• _Data records_
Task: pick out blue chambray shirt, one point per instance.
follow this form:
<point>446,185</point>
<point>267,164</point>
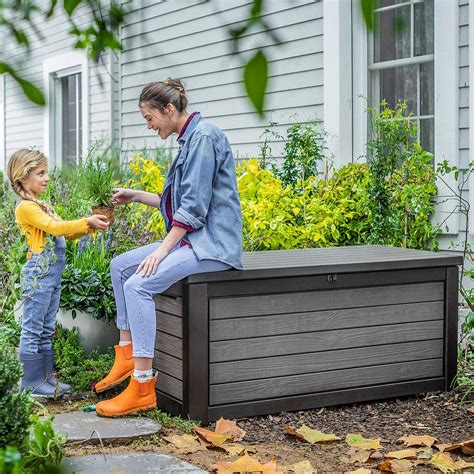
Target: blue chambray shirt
<point>205,194</point>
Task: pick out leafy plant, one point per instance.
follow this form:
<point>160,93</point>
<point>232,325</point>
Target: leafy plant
<point>304,148</point>
<point>15,406</point>
<point>74,366</point>
<point>98,177</point>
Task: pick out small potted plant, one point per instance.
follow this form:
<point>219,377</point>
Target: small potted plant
<point>98,182</point>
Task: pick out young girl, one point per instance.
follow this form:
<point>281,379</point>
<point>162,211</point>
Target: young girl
<point>41,274</point>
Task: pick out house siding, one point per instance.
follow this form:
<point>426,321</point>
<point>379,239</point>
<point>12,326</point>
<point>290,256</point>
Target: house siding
<point>24,121</point>
<point>190,40</point>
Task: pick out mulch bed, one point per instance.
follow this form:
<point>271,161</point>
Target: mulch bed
<point>435,414</point>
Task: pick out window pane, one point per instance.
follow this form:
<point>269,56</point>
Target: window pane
<point>427,89</point>
<point>427,134</point>
<point>71,136</point>
<point>387,3</point>
<point>397,84</point>
<point>392,36</point>
<point>424,24</point>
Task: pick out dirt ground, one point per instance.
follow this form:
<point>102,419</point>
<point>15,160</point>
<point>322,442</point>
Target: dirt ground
<point>435,414</point>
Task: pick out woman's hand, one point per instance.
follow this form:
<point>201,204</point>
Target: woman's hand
<point>124,195</point>
<point>98,222</point>
<point>150,264</point>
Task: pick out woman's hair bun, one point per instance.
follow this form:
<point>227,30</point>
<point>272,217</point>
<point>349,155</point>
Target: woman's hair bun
<point>175,84</point>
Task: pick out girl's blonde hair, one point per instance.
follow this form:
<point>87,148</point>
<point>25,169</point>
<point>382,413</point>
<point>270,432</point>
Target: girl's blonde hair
<point>20,165</point>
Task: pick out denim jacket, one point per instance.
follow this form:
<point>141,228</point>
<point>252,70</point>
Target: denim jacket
<point>205,195</point>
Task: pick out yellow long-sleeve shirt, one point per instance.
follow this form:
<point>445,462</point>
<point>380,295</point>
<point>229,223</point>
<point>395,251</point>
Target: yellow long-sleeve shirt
<point>36,223</point>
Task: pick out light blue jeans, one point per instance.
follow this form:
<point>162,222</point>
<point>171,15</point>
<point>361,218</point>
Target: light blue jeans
<point>134,293</point>
<point>41,292</point>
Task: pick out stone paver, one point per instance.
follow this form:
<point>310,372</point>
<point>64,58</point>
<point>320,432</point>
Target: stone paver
<point>80,426</point>
<point>132,463</point>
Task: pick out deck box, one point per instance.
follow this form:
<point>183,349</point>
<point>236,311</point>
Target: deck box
<point>299,329</point>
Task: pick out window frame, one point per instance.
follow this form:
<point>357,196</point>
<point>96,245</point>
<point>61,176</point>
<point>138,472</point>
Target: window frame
<point>446,70</point>
<point>55,68</point>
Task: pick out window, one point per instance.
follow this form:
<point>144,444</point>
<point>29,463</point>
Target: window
<point>69,125</point>
<point>401,61</point>
<point>66,111</point>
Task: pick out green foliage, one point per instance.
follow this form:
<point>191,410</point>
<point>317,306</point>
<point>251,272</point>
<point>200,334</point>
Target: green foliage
<point>402,187</point>
<point>15,407</point>
<point>304,148</point>
<point>43,447</point>
<point>255,80</point>
<point>74,366</point>
<point>98,177</point>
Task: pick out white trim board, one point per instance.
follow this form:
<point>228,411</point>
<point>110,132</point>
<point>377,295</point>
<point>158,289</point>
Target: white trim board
<point>471,113</point>
<point>446,106</point>
<point>75,61</point>
<point>337,51</point>
<point>3,151</point>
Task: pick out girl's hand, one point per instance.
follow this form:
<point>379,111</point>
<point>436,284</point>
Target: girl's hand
<point>123,195</point>
<point>98,222</point>
<point>150,264</point>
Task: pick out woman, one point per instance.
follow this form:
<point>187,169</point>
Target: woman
<point>201,208</point>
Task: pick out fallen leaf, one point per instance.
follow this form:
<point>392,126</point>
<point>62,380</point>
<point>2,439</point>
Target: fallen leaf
<point>314,436</point>
<point>412,440</point>
<point>426,453</point>
<point>446,447</point>
<point>402,454</point>
<point>292,432</point>
<point>358,455</point>
<point>396,465</point>
<point>303,467</point>
<point>467,447</point>
<point>358,441</point>
<point>461,464</point>
<point>211,436</point>
<point>237,449</point>
<point>186,443</point>
<point>229,428</point>
<point>444,462</point>
<point>246,464</point>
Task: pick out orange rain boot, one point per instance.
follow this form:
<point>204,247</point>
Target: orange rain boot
<point>122,368</point>
<point>138,396</point>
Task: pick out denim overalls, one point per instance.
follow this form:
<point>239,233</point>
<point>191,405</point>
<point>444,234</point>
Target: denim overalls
<point>41,292</point>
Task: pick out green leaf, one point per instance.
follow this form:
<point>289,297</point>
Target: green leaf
<point>256,78</point>
<point>70,6</point>
<point>367,7</point>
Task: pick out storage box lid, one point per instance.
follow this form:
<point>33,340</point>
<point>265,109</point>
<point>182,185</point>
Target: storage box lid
<point>300,262</point>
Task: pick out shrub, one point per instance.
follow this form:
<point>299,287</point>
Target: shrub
<point>73,365</point>
<point>15,407</point>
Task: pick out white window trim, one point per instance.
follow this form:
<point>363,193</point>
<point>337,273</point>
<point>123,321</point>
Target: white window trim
<point>3,151</point>
<point>471,113</point>
<point>445,95</point>
<point>75,61</point>
<point>337,38</point>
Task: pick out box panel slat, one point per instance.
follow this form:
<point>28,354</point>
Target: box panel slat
<point>164,363</point>
<point>335,380</point>
<point>170,324</point>
<point>170,344</point>
<point>170,386</point>
<point>252,369</point>
<point>246,306</point>
<point>272,325</point>
<point>323,341</point>
<point>169,304</point>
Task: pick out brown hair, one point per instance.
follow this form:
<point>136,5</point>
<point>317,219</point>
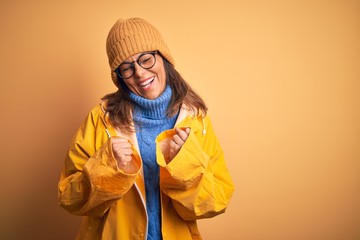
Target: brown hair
<point>119,106</point>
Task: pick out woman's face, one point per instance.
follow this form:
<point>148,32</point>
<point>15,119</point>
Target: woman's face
<point>147,83</point>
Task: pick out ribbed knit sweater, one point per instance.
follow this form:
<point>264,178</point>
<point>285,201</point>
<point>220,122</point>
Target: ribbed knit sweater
<point>150,120</point>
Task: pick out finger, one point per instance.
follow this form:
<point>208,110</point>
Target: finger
<point>177,140</point>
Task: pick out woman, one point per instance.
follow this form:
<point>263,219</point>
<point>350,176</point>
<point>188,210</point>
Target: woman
<point>145,163</point>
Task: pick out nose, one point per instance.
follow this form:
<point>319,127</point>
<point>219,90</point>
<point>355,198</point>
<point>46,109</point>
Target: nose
<point>138,71</point>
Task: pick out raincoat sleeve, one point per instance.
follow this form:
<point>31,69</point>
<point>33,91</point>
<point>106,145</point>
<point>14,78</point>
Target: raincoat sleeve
<point>90,180</point>
<point>197,179</point>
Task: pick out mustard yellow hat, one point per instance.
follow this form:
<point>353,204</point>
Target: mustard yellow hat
<point>129,37</point>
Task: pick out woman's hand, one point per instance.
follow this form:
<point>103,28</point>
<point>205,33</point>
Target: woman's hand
<point>177,141</point>
<point>122,152</point>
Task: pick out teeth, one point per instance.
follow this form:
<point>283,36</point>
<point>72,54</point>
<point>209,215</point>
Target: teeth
<point>146,82</point>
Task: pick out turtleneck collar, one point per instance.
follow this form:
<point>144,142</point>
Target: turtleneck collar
<point>152,108</point>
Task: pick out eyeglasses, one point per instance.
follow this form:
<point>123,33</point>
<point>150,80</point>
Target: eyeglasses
<point>146,60</point>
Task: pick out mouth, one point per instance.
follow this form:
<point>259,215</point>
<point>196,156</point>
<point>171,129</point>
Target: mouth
<point>147,82</point>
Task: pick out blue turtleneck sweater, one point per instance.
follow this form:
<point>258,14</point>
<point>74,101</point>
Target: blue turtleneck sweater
<point>150,120</point>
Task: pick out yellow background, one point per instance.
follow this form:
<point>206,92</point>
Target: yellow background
<point>281,79</point>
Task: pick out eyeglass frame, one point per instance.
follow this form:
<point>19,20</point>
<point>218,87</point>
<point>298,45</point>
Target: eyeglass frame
<point>132,64</point>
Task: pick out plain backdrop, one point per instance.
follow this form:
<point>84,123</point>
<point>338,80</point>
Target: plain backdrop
<point>281,79</point>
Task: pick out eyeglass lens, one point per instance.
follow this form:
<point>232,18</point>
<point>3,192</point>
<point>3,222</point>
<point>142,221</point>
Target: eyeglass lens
<point>145,60</point>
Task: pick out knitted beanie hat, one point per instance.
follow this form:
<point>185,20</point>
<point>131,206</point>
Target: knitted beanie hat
<point>129,37</point>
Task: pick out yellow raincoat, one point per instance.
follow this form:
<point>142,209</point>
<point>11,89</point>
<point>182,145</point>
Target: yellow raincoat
<point>195,184</point>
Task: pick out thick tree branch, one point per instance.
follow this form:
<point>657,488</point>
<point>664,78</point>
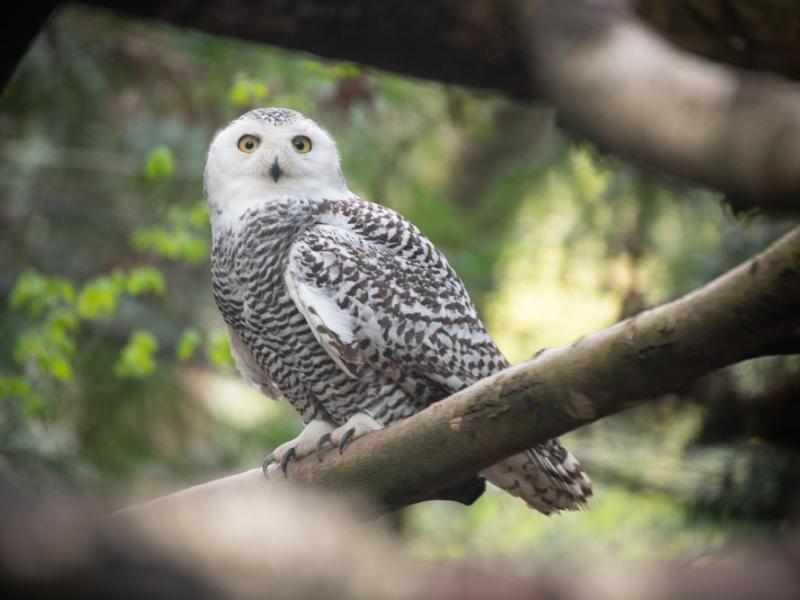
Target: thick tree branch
<point>622,87</point>
<point>742,314</point>
<point>611,79</point>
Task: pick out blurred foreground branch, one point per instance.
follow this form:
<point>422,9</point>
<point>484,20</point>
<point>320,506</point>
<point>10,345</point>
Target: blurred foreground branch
<point>611,78</point>
<point>303,546</point>
<point>748,312</point>
<point>621,86</point>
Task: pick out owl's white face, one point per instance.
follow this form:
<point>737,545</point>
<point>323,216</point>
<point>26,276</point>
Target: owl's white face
<point>268,154</point>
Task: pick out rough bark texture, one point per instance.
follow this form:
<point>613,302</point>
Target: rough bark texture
<point>611,78</point>
<point>750,311</point>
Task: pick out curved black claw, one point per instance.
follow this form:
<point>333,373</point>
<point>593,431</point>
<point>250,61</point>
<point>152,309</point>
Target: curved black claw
<point>289,455</point>
<point>324,439</point>
<point>267,462</point>
<point>346,438</point>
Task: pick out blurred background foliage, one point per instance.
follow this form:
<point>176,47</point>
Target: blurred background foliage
<point>114,365</point>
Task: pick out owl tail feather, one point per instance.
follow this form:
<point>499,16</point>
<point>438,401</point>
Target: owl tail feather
<point>546,476</point>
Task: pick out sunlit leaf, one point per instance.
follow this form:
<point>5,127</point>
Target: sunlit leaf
<point>187,344</point>
<point>136,359</point>
<point>218,349</point>
<point>160,164</point>
<point>97,299</point>
<point>143,280</point>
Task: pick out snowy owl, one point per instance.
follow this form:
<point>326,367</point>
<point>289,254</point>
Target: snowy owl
<point>342,306</point>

• _The task_
Among the entries above, copy exactly only the lines starting with the one containing "Task: pick out light" and going through the one containing "<point>29,463</point>", both ends included.

• _Task result_
Task: pick out light blue jeans, one point per instance.
follow this form:
<point>162,222</point>
<point>171,15</point>
<point>361,218</point>
Target: light blue jeans
<point>134,293</point>
<point>41,292</point>
Task: pick out stone paver, one point per instance.
follow this form:
<point>310,372</point>
<point>64,58</point>
<point>320,432</point>
Target: stone paver
<point>80,426</point>
<point>132,463</point>
Task: pick out deck box, one point per instance.
follow this form:
<point>183,349</point>
<point>236,311</point>
Target: deck box
<point>299,329</point>
Task: pick out window frame, one point per instance.
follow this form:
<point>357,196</point>
<point>96,245</point>
<point>61,176</point>
<point>138,472</point>
Target: window frame
<point>446,70</point>
<point>55,68</point>
Task: pick out window, one point per instance.
follow this form:
<point>144,444</point>
<point>29,463</point>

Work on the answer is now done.